--- START MATERIAL SHOWN ---

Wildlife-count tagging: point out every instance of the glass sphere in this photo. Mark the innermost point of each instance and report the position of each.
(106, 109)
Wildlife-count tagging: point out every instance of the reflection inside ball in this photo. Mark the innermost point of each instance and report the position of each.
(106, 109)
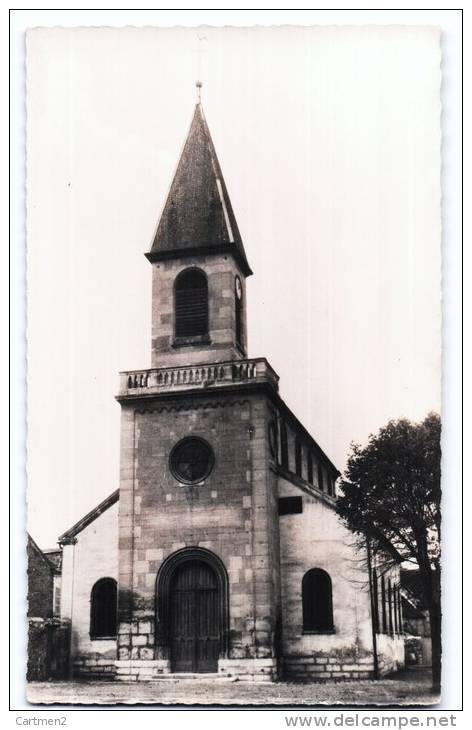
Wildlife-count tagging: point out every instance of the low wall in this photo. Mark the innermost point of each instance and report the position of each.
(90, 668)
(48, 649)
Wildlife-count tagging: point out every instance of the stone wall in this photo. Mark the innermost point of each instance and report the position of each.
(93, 556)
(232, 514)
(40, 582)
(48, 649)
(317, 539)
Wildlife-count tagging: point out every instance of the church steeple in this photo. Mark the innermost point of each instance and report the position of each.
(199, 263)
(198, 216)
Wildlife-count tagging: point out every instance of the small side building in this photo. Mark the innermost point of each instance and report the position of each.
(48, 635)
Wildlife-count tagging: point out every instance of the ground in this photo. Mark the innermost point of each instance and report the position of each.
(410, 687)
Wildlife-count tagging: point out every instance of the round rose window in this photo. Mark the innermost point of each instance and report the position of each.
(191, 460)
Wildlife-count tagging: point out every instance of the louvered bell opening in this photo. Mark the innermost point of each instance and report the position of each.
(191, 305)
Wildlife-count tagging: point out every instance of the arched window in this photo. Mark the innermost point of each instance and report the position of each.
(191, 304)
(283, 445)
(298, 458)
(309, 467)
(317, 601)
(238, 310)
(103, 609)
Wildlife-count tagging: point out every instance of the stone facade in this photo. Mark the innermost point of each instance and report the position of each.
(88, 556)
(239, 549)
(40, 582)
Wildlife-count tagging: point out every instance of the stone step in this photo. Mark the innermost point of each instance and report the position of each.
(194, 677)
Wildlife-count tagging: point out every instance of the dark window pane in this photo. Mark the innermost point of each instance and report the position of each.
(309, 466)
(103, 608)
(298, 458)
(191, 304)
(284, 445)
(317, 600)
(191, 460)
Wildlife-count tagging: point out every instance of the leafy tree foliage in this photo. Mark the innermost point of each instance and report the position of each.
(391, 495)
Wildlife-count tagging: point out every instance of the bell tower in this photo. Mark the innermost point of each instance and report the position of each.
(199, 587)
(199, 263)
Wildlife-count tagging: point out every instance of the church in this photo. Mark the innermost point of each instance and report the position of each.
(221, 551)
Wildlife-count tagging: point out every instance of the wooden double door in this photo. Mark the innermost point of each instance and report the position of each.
(194, 618)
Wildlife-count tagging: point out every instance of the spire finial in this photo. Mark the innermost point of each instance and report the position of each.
(199, 91)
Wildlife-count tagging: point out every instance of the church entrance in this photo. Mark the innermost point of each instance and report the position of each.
(194, 620)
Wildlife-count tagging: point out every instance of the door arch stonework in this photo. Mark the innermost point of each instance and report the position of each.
(192, 610)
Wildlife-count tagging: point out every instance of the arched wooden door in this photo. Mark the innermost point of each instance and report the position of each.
(194, 618)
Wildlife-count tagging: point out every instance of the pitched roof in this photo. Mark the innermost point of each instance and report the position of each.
(69, 535)
(35, 547)
(198, 216)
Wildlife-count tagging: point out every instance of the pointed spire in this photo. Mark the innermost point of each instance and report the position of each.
(198, 216)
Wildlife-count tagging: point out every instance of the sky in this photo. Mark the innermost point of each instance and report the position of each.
(329, 142)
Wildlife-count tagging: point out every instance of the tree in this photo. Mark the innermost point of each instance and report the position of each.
(391, 494)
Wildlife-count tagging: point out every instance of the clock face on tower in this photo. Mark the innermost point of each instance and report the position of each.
(238, 288)
(191, 460)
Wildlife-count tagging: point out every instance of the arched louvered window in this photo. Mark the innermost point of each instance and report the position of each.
(298, 458)
(191, 304)
(103, 609)
(317, 600)
(283, 445)
(309, 467)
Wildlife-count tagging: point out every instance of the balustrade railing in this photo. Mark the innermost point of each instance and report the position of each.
(217, 374)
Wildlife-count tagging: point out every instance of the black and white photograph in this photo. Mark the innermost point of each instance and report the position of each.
(234, 366)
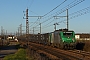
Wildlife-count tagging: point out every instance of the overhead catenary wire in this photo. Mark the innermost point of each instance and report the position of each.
(52, 10)
(74, 15)
(72, 4)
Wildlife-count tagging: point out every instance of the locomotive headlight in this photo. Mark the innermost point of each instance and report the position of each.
(63, 40)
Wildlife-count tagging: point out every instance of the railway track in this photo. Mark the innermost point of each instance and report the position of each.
(62, 54)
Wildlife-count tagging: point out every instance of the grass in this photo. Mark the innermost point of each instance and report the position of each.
(19, 55)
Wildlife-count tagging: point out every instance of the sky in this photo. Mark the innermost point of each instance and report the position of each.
(11, 15)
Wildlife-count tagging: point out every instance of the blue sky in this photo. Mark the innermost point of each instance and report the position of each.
(11, 15)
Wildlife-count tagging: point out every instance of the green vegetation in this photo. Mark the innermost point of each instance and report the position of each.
(19, 55)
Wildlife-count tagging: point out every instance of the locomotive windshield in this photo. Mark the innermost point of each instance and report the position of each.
(67, 33)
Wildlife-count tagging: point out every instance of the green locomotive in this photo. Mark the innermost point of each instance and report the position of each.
(63, 39)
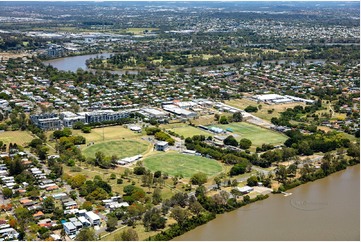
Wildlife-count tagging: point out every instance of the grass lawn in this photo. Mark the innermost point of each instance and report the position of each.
(263, 113)
(256, 134)
(187, 165)
(120, 148)
(110, 133)
(19, 137)
(139, 30)
(186, 130)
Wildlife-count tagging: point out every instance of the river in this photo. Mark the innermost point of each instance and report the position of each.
(327, 209)
(72, 63)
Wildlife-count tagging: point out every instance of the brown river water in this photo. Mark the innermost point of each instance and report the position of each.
(326, 209)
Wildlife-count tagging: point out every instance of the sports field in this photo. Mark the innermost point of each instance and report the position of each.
(175, 164)
(108, 134)
(186, 130)
(256, 134)
(120, 148)
(263, 112)
(19, 137)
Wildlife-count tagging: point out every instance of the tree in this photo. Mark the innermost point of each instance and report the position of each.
(239, 168)
(230, 140)
(139, 170)
(112, 223)
(128, 235)
(218, 182)
(251, 109)
(35, 142)
(237, 117)
(153, 220)
(179, 214)
(7, 192)
(86, 234)
(77, 180)
(87, 206)
(157, 197)
(252, 181)
(245, 143)
(199, 178)
(48, 205)
(291, 170)
(23, 216)
(223, 120)
(196, 208)
(78, 125)
(281, 173)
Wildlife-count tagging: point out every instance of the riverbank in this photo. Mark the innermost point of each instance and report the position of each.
(324, 208)
(177, 230)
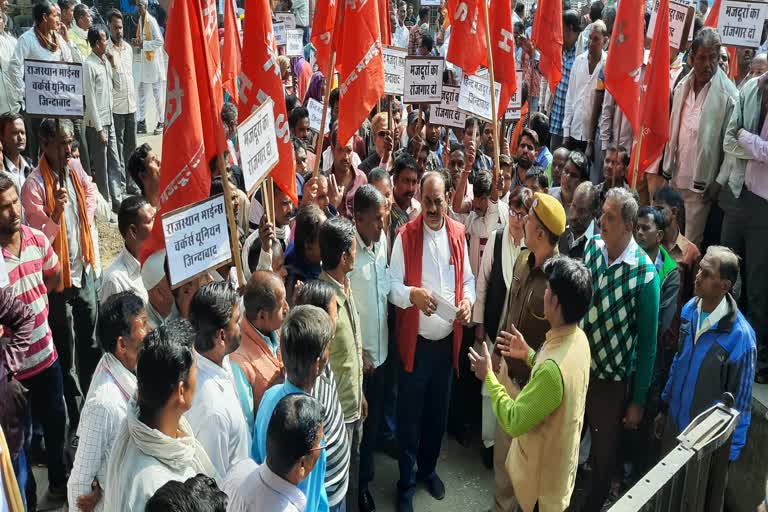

--- END MATERIAL SHOWN ---

Report each line of the data above that contains the word "tower", copying every such line in full.

* [RESULT FOR THIS TASK]
Wildlife-count tagging: point out every instance of the bell tower in this photo. Mark the innermost point of each instance and report the position of each.
Wildlife-count tagging: point out every instance of the clock face on tower in this photo. Mark the innermost point of each instance and report the position of each.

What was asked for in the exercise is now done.